**Source extract**

While I agree with most of what you are saying, I think there is still a
gap in understanding here.
There was a time when bibliographic and authority data was not encoded
in any way at all. There was some good overarching theoretical work in
the form of the Paris Principles and ISBD, which forms the basis of
AACR2. It wasn't a matter of MARC replacing cards any more than it's a
matter of web pages replacing MARC. MARC originally encoded the
practices involved in producing catalogue cards, and many fields and
terms used in MARC really derive from very specific options in the
display of catalogue cards.
For example, what does the series field 440 really mean?
440 has a practical effect in the production of catalogue cards. It
prints the series statement in brackets. It prints the word "Series" in
the tracings field at the bottom of the catalogue card. It produces an
added entry card. It actually produces an added entry card with series
numbering that a file clerk could then file in series number order in
the card catalogue.
When to use a 440 and a 830 is very confusing for new cataloguers,
especially when one can't easily refer to the production of catalogue
cards.
I would argue we actually don't have an output-neutral or
display-neutral format with MARC. You have to change MARC to get the
display options and functionalities that are now only becoming available
with web displays. For example, VTLS's Virtua system restructures and
modifies MARC records into FRBR components. I can look at a VTLS web
catalogue and see some interesting FRBRized displays (a tree-like
structure). It seems to me that one can take what's been started with
VTLS and add in more standards developed for the web to solve a number
of the problems that have been identified and have prompted the interest
in the next gen catalogue. This doesn't mean an end to encoded data and
it doesn't mean the web is an endpoint.

**Jobs**
a) Reproduce the entire passage about MARC and catalogue cards word for word.
b) In the records, write out everything from the line containing "young boy -> outlines" down to the line containing "POLYGON ((107 321, 112", both of those lines included, and nothing else.
The passage and the records come from unrelated sources.

**Listed records**

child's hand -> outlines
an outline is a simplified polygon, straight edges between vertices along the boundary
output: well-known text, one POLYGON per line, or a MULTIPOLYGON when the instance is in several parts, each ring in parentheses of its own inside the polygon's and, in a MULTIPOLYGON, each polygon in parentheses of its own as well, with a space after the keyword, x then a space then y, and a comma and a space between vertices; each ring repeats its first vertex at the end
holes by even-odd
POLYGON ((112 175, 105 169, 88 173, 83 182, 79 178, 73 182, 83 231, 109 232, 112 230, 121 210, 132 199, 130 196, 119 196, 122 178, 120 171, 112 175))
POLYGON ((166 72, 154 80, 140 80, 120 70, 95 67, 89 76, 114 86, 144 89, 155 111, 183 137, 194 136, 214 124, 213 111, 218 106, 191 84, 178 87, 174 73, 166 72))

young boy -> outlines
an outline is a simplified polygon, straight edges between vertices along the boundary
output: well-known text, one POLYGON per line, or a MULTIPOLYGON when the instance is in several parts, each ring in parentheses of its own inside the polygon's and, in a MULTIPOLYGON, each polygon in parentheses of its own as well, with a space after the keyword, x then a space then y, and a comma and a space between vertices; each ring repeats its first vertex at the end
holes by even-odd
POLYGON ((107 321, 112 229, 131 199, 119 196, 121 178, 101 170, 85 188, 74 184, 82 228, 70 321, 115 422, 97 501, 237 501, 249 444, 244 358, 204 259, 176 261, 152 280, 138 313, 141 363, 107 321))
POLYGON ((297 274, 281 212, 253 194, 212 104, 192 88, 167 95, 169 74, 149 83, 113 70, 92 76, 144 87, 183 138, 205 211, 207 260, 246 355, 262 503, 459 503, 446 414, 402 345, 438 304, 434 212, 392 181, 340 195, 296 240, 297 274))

**Answers to the problems**
a)
While I agree with most of what you are saying, I think there is still a
gap in understanding here.
There was a time when bibliographic and authority data was not encoded
in any way at all. There was some good overarching theoretical work in
the form of the Paris Principles and ISBD, which forms the basis of
AACR2. It wasn't a matter of MARC replacing cards any more than it's a
matter of web pages replacing MARC. MARC originally encoded the
practices involved in producing catalogue cards, and many fields and
terms used in MARC really derive from very specific options in the
display of catalogue cards.
For example, what does the series field 440 really mean?
440 has a practical effect in the production of catalogue cards. It
prints the series statement in brackets. It prints the word "Series" in
the tracings field at the bottom of the catalogue card. It produces an
added entry card. It actually produces an added entry card with series
numbering that a file clerk could then file in series number order in
the card catalogue.
When to use a 440 and a 830 is very confusing for new cataloguers,
especially when one can't easily refer to the production of catalogue
cards.
I would argue we actually don't have an output-neutral or
display-neutral format with MARC. You have to change MARC to get the
display options and functionalities that are now only becoming available
with web displays. For example, VTLS's Virtua system restructures and
modifies MARC records into FRBR components. I can look at a VTLS web
catalogue and see some interesting FRBRized displays (a tree-like
structure). It seems to me that one can take what's been started with
VTLS and add in more standards developed for the web to solve a number
of the problems that have been identified and have prompted the interest
in the next gen catalogue. This doesn't mean an end to encoded data and
it doesn't mean the web is an endpoint.

b)
young boy -> outlines
an outline is a simplified polygon, straight edges between vertices along the boundary
output: well-known text, one POLYGON per line, or a MULTIPOLYGON when the instance is in several parts, each ring in parentheses of its own inside the polygon's and, in a MULTIPOLYGON, each polygon in parentheses of its own as well, with a space after the keyword, x then a space then y, and a comma and a space between vertices; each ring repeats its first vertex at the end
holes by even-odd
POLYGON ((107 321, 112 229, 131 199, 119 196, 121 178, 101 170, 85 188, 74 184, 82 228, 70 321, 115 422, 97 501, 237 501, 249 444, 244 358, 204 259, 176 261, 152 280, 138 313, 141 363, 107 321))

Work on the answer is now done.